> _AUSZUG_:
--------
In Metzingen sollen 25 alte Bäume verschwinden, für ein neues Ganztagesbad. Da Bäume überall gefällt werden, betrifft das Thema nicht nur Metzingen, sondern auch andere Gemeinden und Gartenbesitzer.
Mit jedem alten Baum, der beseitigt wird, verschwindet ein Lebensraum. Mit jedem zerstörten Lebensraum verschwinden Pflanzen, Tiere, Pilze und Einzeller. In der Summe verschwinden nicht nur Individuen, sondern ganze Arten. Der Artenschwund beschleunigt sich. Allein in Deutschland sind schon über 30.000 Tier- und Pflanzenarten ausgestorben oder davon bedroht. Dabei ist der Artenschwund für unser Überleben genauso gefährlich wie die Klimaerwärmung.
Besonders bedroht sind Insekten, weil sie nicht nur durch die Vernichtung von Lebensräume verschwinden, sondern auch, weil sie mit Hilfe von Insektiziden gezielt getötet werden.
Die meisten Insekten sind Pflanzenfresser und stehen an der Basis aller Nahrungsketten. Fehlen sie, wird eine Kettenreaktion ausgelöst, von der alle insekten- und fleischfressenden Tierarten betroffen sind, weil ihnen dann die Nahrung fehlt. Das trifft vor allem Vögel.
--------
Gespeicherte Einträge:
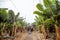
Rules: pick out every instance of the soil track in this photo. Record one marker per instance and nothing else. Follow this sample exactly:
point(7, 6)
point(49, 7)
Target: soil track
point(29, 36)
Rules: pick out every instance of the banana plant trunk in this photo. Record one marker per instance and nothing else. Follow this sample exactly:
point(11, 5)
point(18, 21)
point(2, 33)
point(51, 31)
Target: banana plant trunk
point(43, 31)
point(57, 32)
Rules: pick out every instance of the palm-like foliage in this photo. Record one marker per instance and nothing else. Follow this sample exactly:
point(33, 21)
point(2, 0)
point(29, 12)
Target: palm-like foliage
point(49, 12)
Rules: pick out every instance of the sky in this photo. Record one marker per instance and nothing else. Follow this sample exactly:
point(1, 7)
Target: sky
point(25, 7)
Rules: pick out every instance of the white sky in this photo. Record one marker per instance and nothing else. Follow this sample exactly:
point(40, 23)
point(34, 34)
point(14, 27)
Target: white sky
point(25, 7)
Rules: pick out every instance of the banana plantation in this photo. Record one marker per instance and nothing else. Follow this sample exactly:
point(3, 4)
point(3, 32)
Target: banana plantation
point(45, 27)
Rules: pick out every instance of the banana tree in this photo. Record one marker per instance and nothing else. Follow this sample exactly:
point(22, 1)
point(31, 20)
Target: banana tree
point(51, 10)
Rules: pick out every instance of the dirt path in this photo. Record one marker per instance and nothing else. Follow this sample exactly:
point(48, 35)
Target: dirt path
point(29, 36)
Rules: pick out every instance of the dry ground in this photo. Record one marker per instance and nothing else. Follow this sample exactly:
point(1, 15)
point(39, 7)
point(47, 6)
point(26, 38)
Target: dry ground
point(29, 36)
--------
> _ARBEITSAUFTRAG_: Schreiben Sie bitte den Auszug über die geplanten Baumfällungen in Metzingen weiter, im Anschluss an seinen letzten Satz.

> _ANTWORTFELD_:
Wenn die Zahl der Insekten sinkt, verschwinden zahlreiche Pflanzen, weil sie nicht mehr bestäubt werden. Das gilt auch für unser gesamtes Obst und Gemüse. Wir Menschen müssen dann jede Blüte mit Pinselchen oder Drohnen bestäuben. Gesunde Nahrung wird selten und extrem teuer. Bunte Wiesenblumen verschwinden, denn die Wiesenkräuter werden nicht mehr bestäubt. Bestäubende Insekten sind Bienen, Hummeln, Wespen, Schmetterlinge samt ihren Kindern, den Raupen, Fliegen und Käfer.
In alten Bäumen, wie sie in Metzingen abgeholzt werden sollen, leben zahlreiche kleine, unscheinbare und unbekannte Tiere, die dafür sorgen, dass wir nicht durch die Tier- und Pflanzenleichen der Vergangenheit stapfen müssen. Sie fressen alle toten Lebewesen auf und machen aus ihnen, Hand in Hand mit Pilzen und Bakterien, Nahrung für Pflanzen. Nur so wird Erde dauerhaft und kostenlos fruchtbar. Nur so ist die natürliche Pflanzenfülle ohne Kunstdünger möglich. Diese kleinen, unscheinbaren Tiere sind verantwortlich für den Kreislauf der Stoffe.
Einige Menschen, darunter die Planer und Genehmiger des Metzinger Bad-Projekts, denken wohl, es sind doch nur ein paar alte Bäume. Davon gibt es noch genügend. Außerdem werden sie durch junge Bäume ersetzt. Doch diese Bäume brauchen mindestens zwanzig Jahre, bis sie sich zu gleichwertigen Lebensräumen entwickelt haben. Ob bis dahin ihre Nachkommen überlebt haben, weiß niemand.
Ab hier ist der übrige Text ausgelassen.